• _Work instructions_
Each entry must be restated word for word.

Records drawn from a dataset

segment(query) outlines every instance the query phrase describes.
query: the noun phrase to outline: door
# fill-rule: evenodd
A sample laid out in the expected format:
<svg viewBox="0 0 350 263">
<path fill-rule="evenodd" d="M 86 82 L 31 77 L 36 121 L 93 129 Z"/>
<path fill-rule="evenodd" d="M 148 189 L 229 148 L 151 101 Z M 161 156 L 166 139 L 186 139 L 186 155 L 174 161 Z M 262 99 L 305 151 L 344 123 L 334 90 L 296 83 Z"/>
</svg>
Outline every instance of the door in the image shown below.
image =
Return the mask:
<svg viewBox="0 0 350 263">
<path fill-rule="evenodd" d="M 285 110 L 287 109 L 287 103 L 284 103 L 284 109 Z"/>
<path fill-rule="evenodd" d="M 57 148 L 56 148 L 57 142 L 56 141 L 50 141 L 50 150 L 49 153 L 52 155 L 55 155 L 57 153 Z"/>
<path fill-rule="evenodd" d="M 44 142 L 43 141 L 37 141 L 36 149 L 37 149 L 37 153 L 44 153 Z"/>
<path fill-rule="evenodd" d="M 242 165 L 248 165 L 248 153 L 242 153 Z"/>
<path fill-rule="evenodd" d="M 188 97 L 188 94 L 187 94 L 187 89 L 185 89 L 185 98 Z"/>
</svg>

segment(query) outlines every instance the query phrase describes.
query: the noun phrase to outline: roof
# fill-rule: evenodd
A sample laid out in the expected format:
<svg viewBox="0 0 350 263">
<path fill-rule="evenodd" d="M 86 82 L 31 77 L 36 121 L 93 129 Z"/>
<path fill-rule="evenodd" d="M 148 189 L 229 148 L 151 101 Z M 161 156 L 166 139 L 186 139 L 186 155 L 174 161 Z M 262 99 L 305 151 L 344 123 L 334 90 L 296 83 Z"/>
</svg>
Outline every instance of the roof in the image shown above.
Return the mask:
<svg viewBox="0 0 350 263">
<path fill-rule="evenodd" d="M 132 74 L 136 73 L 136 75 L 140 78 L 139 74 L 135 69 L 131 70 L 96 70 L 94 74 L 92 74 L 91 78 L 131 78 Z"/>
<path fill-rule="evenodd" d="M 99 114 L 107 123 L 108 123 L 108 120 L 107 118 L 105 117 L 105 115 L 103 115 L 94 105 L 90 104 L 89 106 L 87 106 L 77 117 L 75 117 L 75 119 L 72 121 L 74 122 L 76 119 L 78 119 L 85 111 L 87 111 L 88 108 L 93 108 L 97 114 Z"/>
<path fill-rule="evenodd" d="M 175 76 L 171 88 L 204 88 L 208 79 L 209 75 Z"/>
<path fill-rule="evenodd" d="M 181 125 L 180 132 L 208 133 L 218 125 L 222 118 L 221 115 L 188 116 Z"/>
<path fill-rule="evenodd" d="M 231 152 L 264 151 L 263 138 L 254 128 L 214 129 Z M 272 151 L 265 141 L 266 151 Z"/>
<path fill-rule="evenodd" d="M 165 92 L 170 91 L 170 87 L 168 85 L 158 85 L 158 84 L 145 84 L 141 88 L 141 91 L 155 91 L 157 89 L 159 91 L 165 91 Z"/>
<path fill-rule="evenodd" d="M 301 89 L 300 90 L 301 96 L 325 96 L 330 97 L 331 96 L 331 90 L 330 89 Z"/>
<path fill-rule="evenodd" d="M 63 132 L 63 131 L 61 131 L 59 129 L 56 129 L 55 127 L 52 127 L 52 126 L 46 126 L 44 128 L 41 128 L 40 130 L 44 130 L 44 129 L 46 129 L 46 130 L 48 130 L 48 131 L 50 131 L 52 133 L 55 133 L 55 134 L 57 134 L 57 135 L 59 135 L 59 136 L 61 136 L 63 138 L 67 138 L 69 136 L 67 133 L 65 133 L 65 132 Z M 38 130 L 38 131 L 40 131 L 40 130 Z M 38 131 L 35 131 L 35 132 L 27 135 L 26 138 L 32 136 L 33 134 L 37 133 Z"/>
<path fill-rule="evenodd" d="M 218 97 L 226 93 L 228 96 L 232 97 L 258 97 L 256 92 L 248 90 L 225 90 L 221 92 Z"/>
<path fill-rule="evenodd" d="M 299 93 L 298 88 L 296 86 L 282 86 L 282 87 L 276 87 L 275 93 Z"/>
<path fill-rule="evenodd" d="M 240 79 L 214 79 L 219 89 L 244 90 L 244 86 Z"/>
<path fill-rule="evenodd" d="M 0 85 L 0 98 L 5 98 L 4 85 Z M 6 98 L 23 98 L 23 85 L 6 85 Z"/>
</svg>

• _Answer to this exercise_
segment(query) outlines every instance the query phrase describes.
query: the noun phrase to outline: door
# fill-rule: evenodd
A sample laid out in the expected format:
<svg viewBox="0 0 350 263">
<path fill-rule="evenodd" d="M 86 82 L 31 77 L 36 121 L 93 129 Z"/>
<path fill-rule="evenodd" d="M 148 189 L 229 148 L 151 101 Z M 161 156 L 166 139 L 186 139 L 186 155 L 174 161 Z M 262 99 L 305 151 L 344 123 L 334 90 L 296 83 Z"/>
</svg>
Outline every instance of the door in the image shown below.
image =
Return the mask:
<svg viewBox="0 0 350 263">
<path fill-rule="evenodd" d="M 285 110 L 287 109 L 287 103 L 284 103 L 284 109 Z"/>
<path fill-rule="evenodd" d="M 57 148 L 56 148 L 57 142 L 56 141 L 50 141 L 50 150 L 49 153 L 52 155 L 55 155 L 57 153 Z"/>
<path fill-rule="evenodd" d="M 44 142 L 43 141 L 37 141 L 36 149 L 37 149 L 37 153 L 44 153 Z"/>
<path fill-rule="evenodd" d="M 242 165 L 248 165 L 248 153 L 242 153 Z"/>
<path fill-rule="evenodd" d="M 188 97 L 188 94 L 187 94 L 187 89 L 185 89 L 185 98 Z"/>
</svg>

segment(query) outlines every instance the query phrase describes.
query: the noun phrase to outline: roof
# fill-rule: evenodd
A sample laid out in the expected format:
<svg viewBox="0 0 350 263">
<path fill-rule="evenodd" d="M 86 82 L 31 77 L 36 121 L 93 129 Z"/>
<path fill-rule="evenodd" d="M 148 189 L 229 148 L 151 101 Z M 161 156 L 166 139 L 186 139 L 186 155 L 174 161 Z M 262 99 L 305 151 L 344 123 L 334 90 L 296 83 Z"/>
</svg>
Outline every instance of the roof in the image shown above.
Return the mask:
<svg viewBox="0 0 350 263">
<path fill-rule="evenodd" d="M 132 74 L 136 73 L 136 75 L 140 78 L 139 74 L 135 69 L 131 70 L 96 70 L 94 74 L 92 74 L 91 78 L 131 78 Z"/>
<path fill-rule="evenodd" d="M 99 114 L 107 123 L 108 123 L 108 120 L 107 118 L 105 117 L 105 115 L 103 115 L 94 105 L 90 104 L 89 106 L 87 106 L 77 117 L 75 117 L 75 119 L 72 121 L 74 122 L 76 119 L 78 119 L 85 111 L 87 111 L 88 108 L 93 108 L 97 114 Z"/>
<path fill-rule="evenodd" d="M 175 76 L 171 88 L 204 88 L 208 79 L 209 75 Z"/>
<path fill-rule="evenodd" d="M 181 125 L 180 132 L 208 133 L 218 125 L 222 118 L 221 115 L 188 116 Z"/>
<path fill-rule="evenodd" d="M 231 152 L 264 151 L 263 138 L 254 128 L 214 129 Z M 272 151 L 265 141 L 266 151 Z"/>
<path fill-rule="evenodd" d="M 165 92 L 170 91 L 170 87 L 168 85 L 158 85 L 158 84 L 145 84 L 141 88 L 141 91 L 155 91 L 157 89 L 159 91 L 165 91 Z"/>
<path fill-rule="evenodd" d="M 301 89 L 300 90 L 301 96 L 325 96 L 330 97 L 331 96 L 331 90 L 330 89 Z"/>
<path fill-rule="evenodd" d="M 63 132 L 63 131 L 61 131 L 59 129 L 56 129 L 55 127 L 52 127 L 52 126 L 46 126 L 44 128 L 41 128 L 40 130 L 44 130 L 44 129 L 46 129 L 46 130 L 48 130 L 48 131 L 50 131 L 52 133 L 55 133 L 55 134 L 57 134 L 57 135 L 59 135 L 59 136 L 61 136 L 63 138 L 67 138 L 69 136 L 67 133 L 65 133 L 65 132 Z M 38 130 L 38 131 L 40 131 L 40 130 Z M 38 131 L 35 131 L 35 132 L 27 135 L 26 138 L 32 136 L 33 134 L 37 133 Z"/>
<path fill-rule="evenodd" d="M 218 97 L 226 93 L 228 96 L 232 97 L 258 97 L 256 92 L 248 90 L 225 90 L 221 92 Z"/>
<path fill-rule="evenodd" d="M 299 93 L 298 88 L 296 86 L 282 86 L 282 87 L 276 87 L 275 93 Z"/>
<path fill-rule="evenodd" d="M 240 79 L 214 79 L 219 89 L 244 90 L 244 86 Z"/>
<path fill-rule="evenodd" d="M 0 85 L 0 98 L 5 98 L 4 85 Z M 6 98 L 23 98 L 23 85 L 6 85 Z"/>
</svg>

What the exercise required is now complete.